Alıştırma Yönergesi.
Aşağıdaki, toplumdaki endişeler ve seçimler üzerine olan metni baştan sona hiçbir değişiklik yapmadan aynen yazın.

Okuma Metni.

****************************************

Levent Gültekin
Asıl söylemek istediklerime geçmeden önce bir konunun altını çizmek istiyorum.
Bu yazının konusu muhafazakar kesimin endişelerine ve bu endişelerin hesaba katılmasına vurgu yapmak değil.
Çünkü ülke endişesi muhafazakarların endişesini kat be kat geçmiş durumda.
Dahası toplumun her kesiminde ciddi endişeler var, ülke muhafazakarlardan ibaretmiş gibi sadece onların endişelerine vurgu yapmanın, bu endişeyi önemseyip buna göre politika belirlemenin farklı kesimlerdeki rahatsızlığı daha da artırdığını, bütün bunların toplumu bir amaç etrafında birleştirmekten çok ayrıştırdığını düşünüyorum.
Yani ülke ağır bir tahribat altındayken ve toplumun geniş kesimlerini ülke ve yaşam endişesi sarmışken muhafazakarların endişeleri birinci öncelik olamaz, olmamalı.
Fakat benim başka endişelerim var.
Müsaade ederseniz bugün size son dönemde giderek artan ciddi endişelerimden bahsetmek istiyorum.
7 Haziran 2015 seçimlerinde tek başına iktidarı kaybeden AK Parti ne oldu da beş ay sonra yapılan 1 Kasım seçimlerinde oyunu yüzde 8,63 artırarak yeniden tek başına iktidar oldu?
Veyahut 2018 cumhurbaşkanlığı seçimlerini muhalefet niçin kaybetti?
2018 seçim sürecinde yapılan mitinglere katılım yoğunluğu, oluşan siyasi atmosfer, özellikle de sosyal medyadaki hava CHP adayı Muharrem İnce’nin lehine görünüyordu.
İnce’nin ilk turda kazanamasa bile ikinci tura kalacağına neredeyse kesin gözüyle bakılıyordu.

****************************************

Veri Satırları.
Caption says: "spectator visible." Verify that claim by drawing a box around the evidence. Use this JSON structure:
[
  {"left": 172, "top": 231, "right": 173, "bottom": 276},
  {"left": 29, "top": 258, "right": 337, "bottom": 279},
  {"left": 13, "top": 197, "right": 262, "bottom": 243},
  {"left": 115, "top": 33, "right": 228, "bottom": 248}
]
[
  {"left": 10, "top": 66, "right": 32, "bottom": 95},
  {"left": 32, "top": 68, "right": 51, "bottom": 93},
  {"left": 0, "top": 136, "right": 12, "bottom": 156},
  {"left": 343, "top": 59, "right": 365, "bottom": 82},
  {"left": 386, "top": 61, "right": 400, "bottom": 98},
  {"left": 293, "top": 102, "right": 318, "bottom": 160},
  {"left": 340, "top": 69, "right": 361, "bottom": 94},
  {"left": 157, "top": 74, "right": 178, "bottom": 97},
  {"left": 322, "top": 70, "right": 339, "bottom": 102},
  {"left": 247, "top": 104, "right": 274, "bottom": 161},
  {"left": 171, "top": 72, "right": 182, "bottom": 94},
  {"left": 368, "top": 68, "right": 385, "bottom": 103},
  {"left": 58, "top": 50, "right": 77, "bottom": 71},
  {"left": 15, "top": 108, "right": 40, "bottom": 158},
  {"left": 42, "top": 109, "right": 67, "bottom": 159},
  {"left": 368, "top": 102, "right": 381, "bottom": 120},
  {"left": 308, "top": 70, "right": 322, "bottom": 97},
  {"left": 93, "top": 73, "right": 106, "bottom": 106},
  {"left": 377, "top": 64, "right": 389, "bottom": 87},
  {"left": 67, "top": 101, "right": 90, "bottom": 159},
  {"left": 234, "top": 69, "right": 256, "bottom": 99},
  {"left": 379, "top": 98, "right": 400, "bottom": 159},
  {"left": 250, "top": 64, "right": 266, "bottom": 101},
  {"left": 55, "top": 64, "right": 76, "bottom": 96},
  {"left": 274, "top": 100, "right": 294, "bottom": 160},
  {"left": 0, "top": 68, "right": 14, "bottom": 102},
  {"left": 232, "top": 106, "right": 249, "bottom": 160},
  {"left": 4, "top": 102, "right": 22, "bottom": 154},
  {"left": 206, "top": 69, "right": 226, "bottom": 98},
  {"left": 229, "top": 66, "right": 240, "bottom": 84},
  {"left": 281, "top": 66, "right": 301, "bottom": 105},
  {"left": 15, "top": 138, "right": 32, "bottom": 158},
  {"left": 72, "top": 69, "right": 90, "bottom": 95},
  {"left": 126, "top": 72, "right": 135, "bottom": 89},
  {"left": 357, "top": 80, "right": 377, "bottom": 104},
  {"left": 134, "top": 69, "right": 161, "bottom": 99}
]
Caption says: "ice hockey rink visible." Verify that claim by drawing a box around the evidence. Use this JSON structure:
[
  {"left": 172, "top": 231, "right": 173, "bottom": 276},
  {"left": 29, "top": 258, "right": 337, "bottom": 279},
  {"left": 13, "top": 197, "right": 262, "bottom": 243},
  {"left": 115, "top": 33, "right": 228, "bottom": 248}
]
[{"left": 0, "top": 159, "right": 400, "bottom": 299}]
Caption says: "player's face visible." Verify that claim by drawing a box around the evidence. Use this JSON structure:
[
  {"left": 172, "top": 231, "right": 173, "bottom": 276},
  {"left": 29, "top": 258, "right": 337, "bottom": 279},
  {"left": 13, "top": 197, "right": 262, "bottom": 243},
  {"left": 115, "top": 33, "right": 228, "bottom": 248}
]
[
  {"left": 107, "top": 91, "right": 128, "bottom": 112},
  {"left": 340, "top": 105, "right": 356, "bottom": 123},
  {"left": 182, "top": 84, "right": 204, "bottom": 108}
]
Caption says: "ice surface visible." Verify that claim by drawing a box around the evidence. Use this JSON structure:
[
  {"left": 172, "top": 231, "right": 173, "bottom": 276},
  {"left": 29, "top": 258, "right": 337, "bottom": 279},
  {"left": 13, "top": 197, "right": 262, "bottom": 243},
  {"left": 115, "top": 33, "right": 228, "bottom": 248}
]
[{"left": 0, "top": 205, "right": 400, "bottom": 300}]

****************************************

Alıştırma Çıktısı.
Levent Gültekin
Asıl söylemek istediklerime geçmeden önce bir konunun altını çizmek istiyorum.
Bu yazının konusu muhafazakar kesimin endişelerine ve bu endişelerin hesaba katılmasına vurgu yapmak değil.
Çünkü ülke endişesi muhafazakarların endişesini kat be kat geçmiş durumda.
Dahası toplumun her kesiminde ciddi endişeler var, ülke muhafazakarlardan ibaretmiş gibi sadece onların endişelerine vurgu yapmanın, bu endişeyi önemseyip buna göre politika belirlemenin farklı kesimlerdeki rahatsızlığı daha da artırdığını, bütün bunların toplumu bir amaç etrafında birleştirmekten çok ayrıştırdığını düşünüyorum.
Yani ülke ağır bir tahribat altındayken ve toplumun geniş kesimlerini ülke ve yaşam endişesi sarmışken muhafazakarların endişeleri birinci öncelik olamaz, olmamalı.
Fakat benim başka endişelerim var.
Müsaade ederseniz bugün size son dönemde giderek artan ciddi endişelerimden bahsetmek istiyorum.
7 Haziran 2015 seçimlerinde tek başına iktidarı kaybeden AK Parti ne oldu da beş ay sonra yapılan 1 Kasım seçimlerinde oyunu yüzde 8,63 artırarak yeniden tek başına iktidar oldu?
Veyahut 2018 cumhurbaşkanlığı seçimlerini muhalefet niçin kaybetti?
2018 seçim sürecinde yapılan mitinglere katılım yoğunluğu, oluşan siyasi atmosfer, özellikle de sosyal medyadaki hava CHP adayı Muharrem İnce’nin lehine görünüyordu.
İnce’nin ilk turda kazanamasa bile ikinci tura kalacağına neredeyse kesin gözüyle bakılıyordu.